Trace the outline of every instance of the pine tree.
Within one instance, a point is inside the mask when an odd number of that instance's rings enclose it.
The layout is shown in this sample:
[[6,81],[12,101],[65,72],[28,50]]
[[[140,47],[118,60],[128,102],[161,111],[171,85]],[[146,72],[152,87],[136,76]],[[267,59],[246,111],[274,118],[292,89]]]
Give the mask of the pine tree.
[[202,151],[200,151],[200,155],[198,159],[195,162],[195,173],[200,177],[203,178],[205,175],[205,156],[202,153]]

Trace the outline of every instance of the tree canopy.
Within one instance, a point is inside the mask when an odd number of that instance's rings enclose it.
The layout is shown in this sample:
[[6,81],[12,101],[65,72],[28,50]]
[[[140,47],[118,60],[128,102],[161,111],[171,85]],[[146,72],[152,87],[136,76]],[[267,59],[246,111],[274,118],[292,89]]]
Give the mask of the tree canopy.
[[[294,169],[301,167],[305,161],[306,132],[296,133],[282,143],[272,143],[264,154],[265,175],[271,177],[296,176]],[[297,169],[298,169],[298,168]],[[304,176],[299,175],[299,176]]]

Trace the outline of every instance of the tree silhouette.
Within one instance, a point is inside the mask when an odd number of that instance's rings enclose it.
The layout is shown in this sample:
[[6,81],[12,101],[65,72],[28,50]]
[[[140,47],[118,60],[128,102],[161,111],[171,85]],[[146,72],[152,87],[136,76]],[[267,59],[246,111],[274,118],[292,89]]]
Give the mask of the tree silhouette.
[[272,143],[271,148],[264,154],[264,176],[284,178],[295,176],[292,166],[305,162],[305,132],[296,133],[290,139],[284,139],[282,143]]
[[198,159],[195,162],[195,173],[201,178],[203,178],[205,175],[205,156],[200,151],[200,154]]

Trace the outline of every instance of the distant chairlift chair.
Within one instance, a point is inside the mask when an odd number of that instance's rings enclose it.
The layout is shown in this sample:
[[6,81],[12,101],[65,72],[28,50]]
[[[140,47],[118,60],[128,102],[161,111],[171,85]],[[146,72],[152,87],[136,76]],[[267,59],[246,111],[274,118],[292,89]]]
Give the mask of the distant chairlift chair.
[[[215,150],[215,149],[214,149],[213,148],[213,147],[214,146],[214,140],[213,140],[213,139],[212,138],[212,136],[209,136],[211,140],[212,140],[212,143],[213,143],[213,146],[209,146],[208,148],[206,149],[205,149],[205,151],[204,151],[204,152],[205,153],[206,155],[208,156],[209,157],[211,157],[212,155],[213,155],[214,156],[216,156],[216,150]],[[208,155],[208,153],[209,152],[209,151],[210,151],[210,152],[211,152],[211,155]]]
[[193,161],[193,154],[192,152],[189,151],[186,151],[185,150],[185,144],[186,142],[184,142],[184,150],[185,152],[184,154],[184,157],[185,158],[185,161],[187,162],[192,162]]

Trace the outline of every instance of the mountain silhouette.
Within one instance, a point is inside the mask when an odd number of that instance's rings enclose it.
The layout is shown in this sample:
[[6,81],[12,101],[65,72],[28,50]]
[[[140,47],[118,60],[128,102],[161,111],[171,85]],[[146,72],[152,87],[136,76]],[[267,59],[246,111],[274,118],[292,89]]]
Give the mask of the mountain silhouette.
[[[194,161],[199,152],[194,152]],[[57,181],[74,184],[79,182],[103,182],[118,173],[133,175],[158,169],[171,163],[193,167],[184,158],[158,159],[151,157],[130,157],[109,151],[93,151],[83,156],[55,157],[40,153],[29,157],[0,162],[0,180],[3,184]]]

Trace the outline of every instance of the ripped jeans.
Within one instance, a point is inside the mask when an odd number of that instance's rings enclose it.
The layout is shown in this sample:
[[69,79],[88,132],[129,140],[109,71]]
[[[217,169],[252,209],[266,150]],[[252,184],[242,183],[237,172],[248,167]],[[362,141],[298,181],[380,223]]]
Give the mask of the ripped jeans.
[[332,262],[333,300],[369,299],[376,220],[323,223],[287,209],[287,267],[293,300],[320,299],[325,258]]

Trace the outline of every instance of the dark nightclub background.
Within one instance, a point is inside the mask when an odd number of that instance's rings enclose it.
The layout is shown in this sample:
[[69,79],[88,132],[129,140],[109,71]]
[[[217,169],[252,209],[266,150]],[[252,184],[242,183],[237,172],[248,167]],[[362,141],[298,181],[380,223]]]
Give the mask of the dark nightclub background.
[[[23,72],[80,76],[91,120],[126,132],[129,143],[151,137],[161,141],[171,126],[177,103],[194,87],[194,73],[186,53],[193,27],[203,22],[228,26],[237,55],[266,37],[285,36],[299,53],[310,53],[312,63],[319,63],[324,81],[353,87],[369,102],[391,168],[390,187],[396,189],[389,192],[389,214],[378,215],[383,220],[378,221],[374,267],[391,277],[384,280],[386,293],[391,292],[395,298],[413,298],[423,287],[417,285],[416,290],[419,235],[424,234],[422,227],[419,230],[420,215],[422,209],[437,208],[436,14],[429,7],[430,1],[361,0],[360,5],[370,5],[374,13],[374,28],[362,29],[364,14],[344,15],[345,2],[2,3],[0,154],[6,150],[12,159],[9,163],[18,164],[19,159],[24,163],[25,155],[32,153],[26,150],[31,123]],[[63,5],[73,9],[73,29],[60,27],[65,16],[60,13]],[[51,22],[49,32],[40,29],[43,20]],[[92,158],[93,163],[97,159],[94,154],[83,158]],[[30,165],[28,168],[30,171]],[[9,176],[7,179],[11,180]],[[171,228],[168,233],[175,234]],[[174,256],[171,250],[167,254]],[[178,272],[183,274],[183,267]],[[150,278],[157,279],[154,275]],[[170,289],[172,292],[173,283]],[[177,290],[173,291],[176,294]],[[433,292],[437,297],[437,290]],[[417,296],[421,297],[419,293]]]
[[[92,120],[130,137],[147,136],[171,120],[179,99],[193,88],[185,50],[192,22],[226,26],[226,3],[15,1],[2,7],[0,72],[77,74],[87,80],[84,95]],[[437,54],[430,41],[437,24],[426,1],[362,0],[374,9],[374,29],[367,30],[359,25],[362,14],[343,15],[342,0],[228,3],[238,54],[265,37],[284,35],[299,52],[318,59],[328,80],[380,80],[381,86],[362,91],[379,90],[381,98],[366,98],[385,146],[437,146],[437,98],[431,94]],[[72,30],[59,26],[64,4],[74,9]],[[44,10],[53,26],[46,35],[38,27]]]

--

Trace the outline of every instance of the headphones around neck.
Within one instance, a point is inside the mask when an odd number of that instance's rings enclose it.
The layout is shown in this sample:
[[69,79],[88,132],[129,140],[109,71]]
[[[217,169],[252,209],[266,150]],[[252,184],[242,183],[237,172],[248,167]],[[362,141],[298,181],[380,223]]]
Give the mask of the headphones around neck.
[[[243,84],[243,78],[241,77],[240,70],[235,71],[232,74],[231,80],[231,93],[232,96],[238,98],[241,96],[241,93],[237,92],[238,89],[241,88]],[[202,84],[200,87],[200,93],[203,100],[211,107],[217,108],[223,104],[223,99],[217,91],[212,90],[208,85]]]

▸ Written problem
Pull out every line of the material above that contains the word "outline". Treat uppercase and lowercase letters as different.

▸ Answer to the exercise
Trace the outline of every instance of the pine tree.
Trace the outline of every instance of the tree canopy.
Trace the outline of every instance of the tree silhouette.
Trace the outline of every instance of the distant chairlift chair.
Trace the outline of every instance of the mountain silhouette.
Trace the outline of every instance of the ripped jeans.
Trace the outline of every instance of the dark nightclub background.
Trace the outline of every instance of the headphones around neck.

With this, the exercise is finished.